(Data items)

___

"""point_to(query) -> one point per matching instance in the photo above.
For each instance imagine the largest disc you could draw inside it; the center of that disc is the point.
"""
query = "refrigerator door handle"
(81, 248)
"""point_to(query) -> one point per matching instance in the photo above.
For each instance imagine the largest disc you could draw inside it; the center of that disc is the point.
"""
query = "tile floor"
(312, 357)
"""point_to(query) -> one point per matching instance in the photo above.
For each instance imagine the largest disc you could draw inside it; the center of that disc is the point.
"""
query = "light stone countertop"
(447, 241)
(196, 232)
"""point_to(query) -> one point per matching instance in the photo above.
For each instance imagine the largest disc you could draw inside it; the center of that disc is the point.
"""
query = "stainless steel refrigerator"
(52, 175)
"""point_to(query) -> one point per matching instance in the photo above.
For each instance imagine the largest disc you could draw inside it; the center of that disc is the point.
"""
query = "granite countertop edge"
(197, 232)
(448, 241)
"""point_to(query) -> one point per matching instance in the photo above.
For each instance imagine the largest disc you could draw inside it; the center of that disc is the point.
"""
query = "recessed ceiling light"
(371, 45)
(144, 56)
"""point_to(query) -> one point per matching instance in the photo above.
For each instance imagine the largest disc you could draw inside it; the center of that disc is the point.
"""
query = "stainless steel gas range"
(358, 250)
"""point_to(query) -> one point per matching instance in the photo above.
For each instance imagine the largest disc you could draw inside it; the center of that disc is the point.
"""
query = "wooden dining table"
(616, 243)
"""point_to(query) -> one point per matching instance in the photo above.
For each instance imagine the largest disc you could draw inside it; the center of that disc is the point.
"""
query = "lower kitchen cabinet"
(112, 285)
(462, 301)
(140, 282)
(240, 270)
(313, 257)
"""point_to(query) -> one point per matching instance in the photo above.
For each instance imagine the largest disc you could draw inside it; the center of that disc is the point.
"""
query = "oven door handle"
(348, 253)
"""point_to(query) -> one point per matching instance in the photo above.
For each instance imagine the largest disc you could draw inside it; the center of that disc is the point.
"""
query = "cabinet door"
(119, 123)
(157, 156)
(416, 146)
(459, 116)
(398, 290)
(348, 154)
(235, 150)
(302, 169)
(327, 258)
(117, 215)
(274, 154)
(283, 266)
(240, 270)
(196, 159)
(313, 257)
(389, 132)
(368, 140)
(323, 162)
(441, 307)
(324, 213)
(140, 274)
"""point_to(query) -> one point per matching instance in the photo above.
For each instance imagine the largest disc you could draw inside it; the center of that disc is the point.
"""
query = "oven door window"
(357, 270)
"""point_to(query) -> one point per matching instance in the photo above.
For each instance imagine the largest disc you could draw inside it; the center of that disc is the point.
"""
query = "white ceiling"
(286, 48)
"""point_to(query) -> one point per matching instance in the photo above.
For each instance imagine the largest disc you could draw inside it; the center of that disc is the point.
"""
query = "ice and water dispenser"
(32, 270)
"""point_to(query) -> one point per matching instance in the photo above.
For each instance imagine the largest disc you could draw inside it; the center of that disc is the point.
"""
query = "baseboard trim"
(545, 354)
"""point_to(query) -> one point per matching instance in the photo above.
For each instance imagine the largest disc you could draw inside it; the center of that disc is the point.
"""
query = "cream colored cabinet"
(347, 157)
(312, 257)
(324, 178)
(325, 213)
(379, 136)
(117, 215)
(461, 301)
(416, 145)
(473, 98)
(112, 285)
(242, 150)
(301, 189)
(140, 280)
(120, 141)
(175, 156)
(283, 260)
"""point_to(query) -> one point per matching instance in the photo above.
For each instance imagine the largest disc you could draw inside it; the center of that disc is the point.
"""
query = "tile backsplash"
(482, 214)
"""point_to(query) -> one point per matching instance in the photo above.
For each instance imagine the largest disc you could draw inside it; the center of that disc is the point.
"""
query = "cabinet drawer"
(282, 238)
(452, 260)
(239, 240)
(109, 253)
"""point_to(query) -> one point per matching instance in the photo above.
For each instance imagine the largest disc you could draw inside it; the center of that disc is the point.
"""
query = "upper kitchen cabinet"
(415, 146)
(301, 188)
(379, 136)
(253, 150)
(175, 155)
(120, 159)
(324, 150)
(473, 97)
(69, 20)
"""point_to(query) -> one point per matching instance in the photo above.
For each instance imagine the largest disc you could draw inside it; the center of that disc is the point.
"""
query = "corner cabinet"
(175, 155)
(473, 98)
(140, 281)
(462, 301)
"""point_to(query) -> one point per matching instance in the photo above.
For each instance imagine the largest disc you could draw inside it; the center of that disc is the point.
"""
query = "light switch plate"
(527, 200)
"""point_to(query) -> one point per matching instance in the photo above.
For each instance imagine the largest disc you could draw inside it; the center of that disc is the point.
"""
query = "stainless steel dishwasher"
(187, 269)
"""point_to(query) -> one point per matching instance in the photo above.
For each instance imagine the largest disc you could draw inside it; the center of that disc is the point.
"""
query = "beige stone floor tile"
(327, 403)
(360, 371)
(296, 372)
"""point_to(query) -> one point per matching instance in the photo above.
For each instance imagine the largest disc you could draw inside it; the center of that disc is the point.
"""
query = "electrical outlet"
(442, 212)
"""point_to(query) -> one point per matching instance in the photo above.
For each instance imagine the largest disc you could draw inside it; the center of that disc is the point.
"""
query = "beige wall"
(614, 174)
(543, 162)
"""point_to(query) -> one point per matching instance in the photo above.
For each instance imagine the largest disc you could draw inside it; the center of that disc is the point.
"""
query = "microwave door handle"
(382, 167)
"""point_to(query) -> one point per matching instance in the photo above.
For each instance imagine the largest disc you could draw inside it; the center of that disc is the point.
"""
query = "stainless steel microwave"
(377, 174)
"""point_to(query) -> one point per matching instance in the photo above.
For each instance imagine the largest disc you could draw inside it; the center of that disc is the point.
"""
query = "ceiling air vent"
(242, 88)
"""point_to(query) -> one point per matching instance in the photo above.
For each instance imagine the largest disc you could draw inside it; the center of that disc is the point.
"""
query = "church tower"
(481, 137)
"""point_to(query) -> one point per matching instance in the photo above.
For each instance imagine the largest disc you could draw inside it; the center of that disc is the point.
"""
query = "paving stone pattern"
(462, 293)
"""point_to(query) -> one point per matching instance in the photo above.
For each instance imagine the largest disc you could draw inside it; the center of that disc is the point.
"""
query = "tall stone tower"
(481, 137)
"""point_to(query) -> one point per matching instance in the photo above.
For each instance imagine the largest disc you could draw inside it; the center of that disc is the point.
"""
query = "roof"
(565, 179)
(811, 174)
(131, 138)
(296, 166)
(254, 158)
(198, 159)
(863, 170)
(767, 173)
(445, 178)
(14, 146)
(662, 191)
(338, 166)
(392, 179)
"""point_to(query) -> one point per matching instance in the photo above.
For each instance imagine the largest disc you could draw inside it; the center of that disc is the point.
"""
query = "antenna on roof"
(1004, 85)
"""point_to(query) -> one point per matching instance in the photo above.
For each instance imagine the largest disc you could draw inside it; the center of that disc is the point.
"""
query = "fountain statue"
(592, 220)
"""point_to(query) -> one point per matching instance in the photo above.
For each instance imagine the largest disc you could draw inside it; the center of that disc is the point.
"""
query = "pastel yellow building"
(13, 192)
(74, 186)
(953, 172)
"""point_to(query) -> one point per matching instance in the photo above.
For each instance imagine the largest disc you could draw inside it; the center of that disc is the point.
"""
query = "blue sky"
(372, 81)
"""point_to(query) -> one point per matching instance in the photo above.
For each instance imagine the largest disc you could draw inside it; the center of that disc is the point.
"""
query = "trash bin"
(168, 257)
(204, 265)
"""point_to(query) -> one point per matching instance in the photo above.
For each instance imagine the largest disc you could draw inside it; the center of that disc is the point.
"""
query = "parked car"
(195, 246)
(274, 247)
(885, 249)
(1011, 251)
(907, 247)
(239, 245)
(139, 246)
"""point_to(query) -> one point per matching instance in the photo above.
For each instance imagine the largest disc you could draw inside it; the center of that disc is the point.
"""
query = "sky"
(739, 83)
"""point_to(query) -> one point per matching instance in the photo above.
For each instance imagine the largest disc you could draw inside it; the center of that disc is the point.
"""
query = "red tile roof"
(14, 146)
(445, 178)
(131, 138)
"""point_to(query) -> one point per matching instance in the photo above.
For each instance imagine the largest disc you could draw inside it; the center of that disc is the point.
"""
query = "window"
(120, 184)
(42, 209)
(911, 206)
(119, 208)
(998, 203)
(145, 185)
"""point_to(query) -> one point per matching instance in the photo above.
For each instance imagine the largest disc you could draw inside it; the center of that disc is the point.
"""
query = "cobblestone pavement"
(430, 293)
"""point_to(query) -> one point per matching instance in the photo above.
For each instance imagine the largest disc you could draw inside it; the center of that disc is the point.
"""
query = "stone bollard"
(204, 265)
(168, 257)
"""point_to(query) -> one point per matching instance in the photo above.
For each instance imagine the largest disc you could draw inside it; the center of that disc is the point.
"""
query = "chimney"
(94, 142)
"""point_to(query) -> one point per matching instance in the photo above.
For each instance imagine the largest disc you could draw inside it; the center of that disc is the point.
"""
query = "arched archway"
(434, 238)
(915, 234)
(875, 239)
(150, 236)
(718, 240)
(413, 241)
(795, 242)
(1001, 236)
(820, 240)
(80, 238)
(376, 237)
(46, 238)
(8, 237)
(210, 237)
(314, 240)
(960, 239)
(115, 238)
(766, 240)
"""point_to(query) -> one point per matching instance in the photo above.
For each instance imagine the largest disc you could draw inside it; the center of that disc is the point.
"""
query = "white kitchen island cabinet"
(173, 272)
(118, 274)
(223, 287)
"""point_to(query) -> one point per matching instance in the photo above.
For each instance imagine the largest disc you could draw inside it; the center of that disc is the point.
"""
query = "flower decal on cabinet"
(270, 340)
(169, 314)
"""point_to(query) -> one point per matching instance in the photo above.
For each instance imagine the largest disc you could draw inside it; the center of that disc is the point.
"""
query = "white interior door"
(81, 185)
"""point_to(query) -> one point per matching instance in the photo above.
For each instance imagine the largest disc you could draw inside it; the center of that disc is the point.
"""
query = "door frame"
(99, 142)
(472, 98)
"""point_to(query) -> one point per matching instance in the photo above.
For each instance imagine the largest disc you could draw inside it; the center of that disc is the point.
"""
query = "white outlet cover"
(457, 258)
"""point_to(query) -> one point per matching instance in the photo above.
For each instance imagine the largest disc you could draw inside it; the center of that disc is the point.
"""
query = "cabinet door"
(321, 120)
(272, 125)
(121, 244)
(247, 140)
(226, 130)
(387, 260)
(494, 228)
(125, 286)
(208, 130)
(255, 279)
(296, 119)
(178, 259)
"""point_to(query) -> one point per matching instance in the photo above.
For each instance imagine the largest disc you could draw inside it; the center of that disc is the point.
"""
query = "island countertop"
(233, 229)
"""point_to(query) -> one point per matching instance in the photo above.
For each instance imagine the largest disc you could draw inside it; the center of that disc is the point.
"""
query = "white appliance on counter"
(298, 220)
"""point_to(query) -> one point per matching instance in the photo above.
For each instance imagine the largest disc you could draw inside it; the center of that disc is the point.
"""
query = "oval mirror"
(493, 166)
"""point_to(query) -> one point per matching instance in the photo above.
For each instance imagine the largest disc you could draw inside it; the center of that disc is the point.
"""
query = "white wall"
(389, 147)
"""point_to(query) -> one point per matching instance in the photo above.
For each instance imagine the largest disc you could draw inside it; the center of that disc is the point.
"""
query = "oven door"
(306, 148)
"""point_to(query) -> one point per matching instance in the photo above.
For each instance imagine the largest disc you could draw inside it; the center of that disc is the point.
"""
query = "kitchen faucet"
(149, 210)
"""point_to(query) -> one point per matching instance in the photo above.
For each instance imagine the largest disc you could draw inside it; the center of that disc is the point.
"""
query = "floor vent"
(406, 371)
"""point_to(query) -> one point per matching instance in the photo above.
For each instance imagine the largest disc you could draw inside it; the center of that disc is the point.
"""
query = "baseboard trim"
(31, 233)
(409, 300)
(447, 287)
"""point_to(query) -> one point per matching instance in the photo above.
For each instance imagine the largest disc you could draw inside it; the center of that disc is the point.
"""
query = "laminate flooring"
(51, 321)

___

__WHAT THE TASK REQUIRES__.
Please count the lines in the records above that contain the word "window" and reply with that number alone.

__SOLUTION TO THE PROBLEM__.
2